Text for analysis:

=== Begin Enclosure ===

So I finally got out, and now I ma here and I feel so very lost. California is beautiful really but I am lonely and sad though I wouldn't tell my friends that. Oddly it's not depression, more like homesickness except I don't want to go back to AK... I just want J back. I know that he doesn't feel about me the way I do about him which makes it even more disgusting and I
keep trying to tell myself I hate him for that but my mind has love and hate inextricably bound to each other. I don't love him anymore but hatred is an emotion just as volatile. I just want him because being with him is like coming home. It's warm and safe and I can actually be myself around him in a way that I can't be with other people.
In other news, it's been so beautiful here though the gays are so very much different than what I am used to. For one they are mostly older and in relationships, for two a lot of them are very stand offish. One of my friends in AK was astounded to hear that I wasn't going out with the gays here to party every night, I explained the situation and he told me I should make a Nat Geo documentary which just about killed me I was laughing so hard. Can you imagine traveling around making documentaries about gays?

=== End Enclosure ===

Data provided:
=== Begin Enclosure ===

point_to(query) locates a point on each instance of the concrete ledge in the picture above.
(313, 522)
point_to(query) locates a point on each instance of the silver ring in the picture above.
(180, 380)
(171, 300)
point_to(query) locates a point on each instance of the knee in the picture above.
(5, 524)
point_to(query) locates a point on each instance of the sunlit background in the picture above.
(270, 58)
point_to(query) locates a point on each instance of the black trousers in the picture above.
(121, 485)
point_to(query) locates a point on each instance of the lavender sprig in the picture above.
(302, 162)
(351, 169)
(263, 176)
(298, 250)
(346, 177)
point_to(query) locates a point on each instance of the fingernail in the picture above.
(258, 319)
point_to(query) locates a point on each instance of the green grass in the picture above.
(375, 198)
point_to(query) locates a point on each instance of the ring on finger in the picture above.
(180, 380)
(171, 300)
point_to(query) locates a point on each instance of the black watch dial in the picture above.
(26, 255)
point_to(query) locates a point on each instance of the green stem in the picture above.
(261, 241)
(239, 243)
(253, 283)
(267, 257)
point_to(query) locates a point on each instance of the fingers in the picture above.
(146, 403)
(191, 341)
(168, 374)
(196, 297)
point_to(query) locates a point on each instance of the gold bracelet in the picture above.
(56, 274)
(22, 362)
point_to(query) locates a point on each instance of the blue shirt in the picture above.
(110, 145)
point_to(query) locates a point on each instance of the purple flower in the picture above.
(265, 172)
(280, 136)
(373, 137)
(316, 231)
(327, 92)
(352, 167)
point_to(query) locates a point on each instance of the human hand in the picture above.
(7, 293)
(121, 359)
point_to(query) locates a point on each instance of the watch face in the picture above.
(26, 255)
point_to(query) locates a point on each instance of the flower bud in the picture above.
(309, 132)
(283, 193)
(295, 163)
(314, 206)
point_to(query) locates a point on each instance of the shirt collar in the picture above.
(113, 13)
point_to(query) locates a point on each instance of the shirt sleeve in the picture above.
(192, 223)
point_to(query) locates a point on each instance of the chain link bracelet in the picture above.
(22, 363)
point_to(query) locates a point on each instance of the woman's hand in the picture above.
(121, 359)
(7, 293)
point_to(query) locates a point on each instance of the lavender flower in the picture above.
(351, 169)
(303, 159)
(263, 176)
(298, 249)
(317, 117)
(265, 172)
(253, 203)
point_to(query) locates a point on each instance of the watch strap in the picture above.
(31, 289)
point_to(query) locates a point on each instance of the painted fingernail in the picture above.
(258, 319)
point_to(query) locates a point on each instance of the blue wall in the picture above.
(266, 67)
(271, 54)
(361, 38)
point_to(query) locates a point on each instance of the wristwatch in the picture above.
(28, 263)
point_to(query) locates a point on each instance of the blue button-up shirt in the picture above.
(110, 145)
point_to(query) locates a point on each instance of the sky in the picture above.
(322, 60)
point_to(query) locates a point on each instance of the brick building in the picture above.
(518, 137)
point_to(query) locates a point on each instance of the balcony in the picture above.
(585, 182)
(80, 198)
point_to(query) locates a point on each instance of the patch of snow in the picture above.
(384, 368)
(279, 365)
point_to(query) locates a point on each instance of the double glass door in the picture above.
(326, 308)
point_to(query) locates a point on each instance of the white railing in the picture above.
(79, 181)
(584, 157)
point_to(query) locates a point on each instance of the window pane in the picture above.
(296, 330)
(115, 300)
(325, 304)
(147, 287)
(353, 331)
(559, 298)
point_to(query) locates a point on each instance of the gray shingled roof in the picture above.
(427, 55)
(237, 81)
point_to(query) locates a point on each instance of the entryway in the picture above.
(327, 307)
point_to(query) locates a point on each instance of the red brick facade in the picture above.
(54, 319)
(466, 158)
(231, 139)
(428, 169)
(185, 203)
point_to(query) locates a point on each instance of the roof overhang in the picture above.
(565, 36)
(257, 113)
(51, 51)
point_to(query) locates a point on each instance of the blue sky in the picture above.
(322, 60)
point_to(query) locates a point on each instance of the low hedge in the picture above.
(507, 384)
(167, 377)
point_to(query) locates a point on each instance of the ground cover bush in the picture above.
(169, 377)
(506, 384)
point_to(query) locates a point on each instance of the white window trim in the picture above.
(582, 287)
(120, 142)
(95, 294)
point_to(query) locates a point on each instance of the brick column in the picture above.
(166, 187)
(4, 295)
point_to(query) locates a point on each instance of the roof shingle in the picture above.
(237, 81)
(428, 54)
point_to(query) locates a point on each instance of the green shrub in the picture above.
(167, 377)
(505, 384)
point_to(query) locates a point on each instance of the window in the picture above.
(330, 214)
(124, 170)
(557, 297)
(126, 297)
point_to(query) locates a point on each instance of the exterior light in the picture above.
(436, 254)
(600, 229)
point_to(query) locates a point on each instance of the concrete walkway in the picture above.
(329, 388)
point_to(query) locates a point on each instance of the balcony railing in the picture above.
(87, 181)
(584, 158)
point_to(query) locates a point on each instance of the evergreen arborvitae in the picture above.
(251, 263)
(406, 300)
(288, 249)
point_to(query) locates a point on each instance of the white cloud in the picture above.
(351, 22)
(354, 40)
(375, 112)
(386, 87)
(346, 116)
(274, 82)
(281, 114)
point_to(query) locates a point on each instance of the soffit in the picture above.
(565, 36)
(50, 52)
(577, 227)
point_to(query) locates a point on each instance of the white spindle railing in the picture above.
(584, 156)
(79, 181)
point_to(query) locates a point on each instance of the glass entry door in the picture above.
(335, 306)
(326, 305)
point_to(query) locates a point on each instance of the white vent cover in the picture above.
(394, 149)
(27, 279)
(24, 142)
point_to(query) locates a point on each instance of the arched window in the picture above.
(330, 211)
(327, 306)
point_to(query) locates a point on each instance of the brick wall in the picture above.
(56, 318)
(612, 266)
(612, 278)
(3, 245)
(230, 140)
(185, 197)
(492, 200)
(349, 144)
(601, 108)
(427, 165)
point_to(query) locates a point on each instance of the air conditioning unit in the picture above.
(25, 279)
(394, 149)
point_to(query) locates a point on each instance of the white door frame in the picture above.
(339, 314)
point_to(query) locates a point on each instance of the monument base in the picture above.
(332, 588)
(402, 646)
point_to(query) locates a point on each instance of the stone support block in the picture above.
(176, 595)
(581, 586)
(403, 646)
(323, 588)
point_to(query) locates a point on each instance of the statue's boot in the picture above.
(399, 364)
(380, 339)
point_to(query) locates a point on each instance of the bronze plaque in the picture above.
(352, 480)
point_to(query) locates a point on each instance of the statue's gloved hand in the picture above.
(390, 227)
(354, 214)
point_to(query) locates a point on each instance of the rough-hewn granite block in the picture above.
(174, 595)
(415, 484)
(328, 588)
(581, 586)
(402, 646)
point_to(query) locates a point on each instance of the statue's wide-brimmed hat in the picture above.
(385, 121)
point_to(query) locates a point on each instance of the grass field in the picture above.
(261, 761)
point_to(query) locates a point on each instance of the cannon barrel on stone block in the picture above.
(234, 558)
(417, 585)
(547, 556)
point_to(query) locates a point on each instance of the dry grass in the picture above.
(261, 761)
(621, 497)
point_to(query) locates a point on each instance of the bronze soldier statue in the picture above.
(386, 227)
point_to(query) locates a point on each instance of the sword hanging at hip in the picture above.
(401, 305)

=== End Enclosure ===

How to complete this task:
In the post about moving to California, what did the friend in AK say the writer should make? The items have nothing to do with the post about moving to California.

Task output:
A Nat Geo documentary.